» Vorliegender Text

· · · · ·

Rezension

Wie weit darf Forschung gehen?

Affenbruder - Kenneth Oppel

Affenbruder
von Kenneth Oppel

Bewertet mit 5 Sternen

Nachdem Kenneth Oppel in Deutschland in erster Linie durch fantastischen Lesestoff bekannt geworden ist, ist mit "Affenbruder" nun ein Roman erschienen, der eine ganz andere Facette seines Schaffens aufzeigt.

"Affenbruder" spielt in den 70er Jahren in Kanada, zu einer Zeit, als die Sprachforschung bei Primaten ihren Höhepunkt erreichte. Mir gefiel es besonders, wie Kenneth Oppel mit Beschreibungen und Benennen der damaligen Mode, Musik und Filme die Atmosphäre der damaligen Zeit erlebbar macht, ohne den Zeitraum, in dem die Geschichte spielt, gleich zu Anfang konkret zu beziffern.

Hauptfigur dieser Geschichte ist der 13jährige Ben, der durch die Arbeit seiner Eltern einen ungewöhnlichen Halbbruder bekommt: für ein Projekt nehmen seine Eltern einen jungen Schimpansen ins Haus, der im Alter von wenigen Tagen von seiner Mutter getrennt wurde. In Bens Elternhaus soll er wie ein Mensch aufwachsen und in ihrer Gesellschaft im Rahmen eines wissenschaftlichen Experiments die Zeichensprache erlernen, um damit den Beweis zu erbringen, dass ein Primat die Fähigkeit besitzt die menschliche Sprache zu verstehen und zu verwenden. Während Zan - wie Ben den jungen Schimpansen nennt - für Ben und seine Mutter bald tatsächlich zur Familie gehört, bleibt er für Bens Vater ein reines Forschungsobjekt. Als das Projekt scheitert, wird Ben gnadenlos mit der Kehrseite der Medaille der Wissenschaft konfrontiert. Während das Projekt noch erfolgversprechend verlief, war sich die Familie der finanziellen Unterstützung der Hochschulen sicher, der Vater auf dem besten Weg eine Koryphäe im Bereich der Sprachforschung zu werden, nach dem Scheitern des Versuchs steht die Familie vor dem Problem einen Platz für Zan zu finden, wo er weitmöglichst artgerecht weiterleben kann und nicht als Tier für Laborversuche endet.

Kenneth Oppel schafft es das Thema von vielen Seiten kritisch und trotzdem mit einer gewissen Objektivität auszuleuchten, so dass der Leser zwar mit vielen Fakten über die Sprachforschung mit Primaten zur Zeit der 70er Jahre gefüttert wird, ansonsten aber durch verschiedene Hinweise und Zitate auf Forschungen, Einrichtungen und Verfilmungen auf eigene, weitere Recherche verwiesen wird, insofern er Interesse an dem Thema gefunden hat.

· · · · ·

» Übungsdaten
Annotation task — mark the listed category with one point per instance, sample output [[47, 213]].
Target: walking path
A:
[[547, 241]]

· · · · ·

» Deine Aufgabe
Wie lautet die Rezension beginnend bei „Affenbruder - Kenneth“ und endend bei „seines Schaffens aufzeigt.“, wenn du „Lesestoff“ gegen „Lesefutter“ tauschst?

» Lösung zur Aufgabe
Affenbruder - Kenneth Oppel

Affenbruder
von Kenneth Oppel

Bewertet mit 5 Sternen

Nachdem Kenneth Oppel in Deutschland in erster Linie durch fantastischen Lesefutter bekannt geworden ist, ist mit "Affenbruder" nun ein Roman erschienen, der eine ganz andere Facette seines Schaffens aufzeigt.